-- Task directions --
Change "dirt road" to "unpaved road" in the data lines starting with the line that contains "Could you please point to the dirt" and going on through the line that contains "column 232, row 167". Reproduce only those lines and leave everything else in them unchanged.

(Image point annotation entries)

_ _ _ _ _

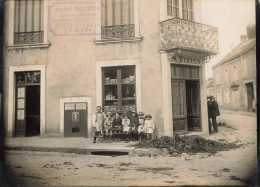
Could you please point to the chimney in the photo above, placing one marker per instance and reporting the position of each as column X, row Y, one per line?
column 250, row 31
column 243, row 38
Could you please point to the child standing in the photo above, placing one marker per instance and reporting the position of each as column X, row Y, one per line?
column 126, row 126
column 134, row 123
column 117, row 127
column 107, row 127
column 141, row 129
column 97, row 123
column 149, row 126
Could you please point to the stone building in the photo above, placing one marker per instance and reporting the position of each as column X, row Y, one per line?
column 63, row 58
column 235, row 75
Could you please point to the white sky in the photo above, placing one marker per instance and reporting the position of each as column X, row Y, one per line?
column 231, row 17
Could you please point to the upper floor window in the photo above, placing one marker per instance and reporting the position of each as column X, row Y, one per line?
column 235, row 73
column 173, row 8
column 117, row 19
column 187, row 10
column 180, row 9
column 28, row 21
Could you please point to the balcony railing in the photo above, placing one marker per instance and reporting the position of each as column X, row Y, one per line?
column 182, row 34
column 28, row 37
column 118, row 31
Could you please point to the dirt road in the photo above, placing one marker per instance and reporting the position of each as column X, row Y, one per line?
column 232, row 167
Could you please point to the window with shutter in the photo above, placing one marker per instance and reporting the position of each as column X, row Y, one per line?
column 117, row 19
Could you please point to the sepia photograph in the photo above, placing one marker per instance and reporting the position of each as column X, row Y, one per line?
column 129, row 93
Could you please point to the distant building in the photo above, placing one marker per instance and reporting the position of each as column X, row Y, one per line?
column 235, row 75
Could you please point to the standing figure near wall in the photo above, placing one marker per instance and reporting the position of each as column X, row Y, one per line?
column 213, row 111
column 107, row 127
column 97, row 123
column 149, row 126
column 134, row 120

_ _ _ _ _

-- Answer to this task --
Could you please point to the unpaved road in the photo above, placing one marker per instance and reporting the position of each as column X, row Y, one per line?
column 232, row 167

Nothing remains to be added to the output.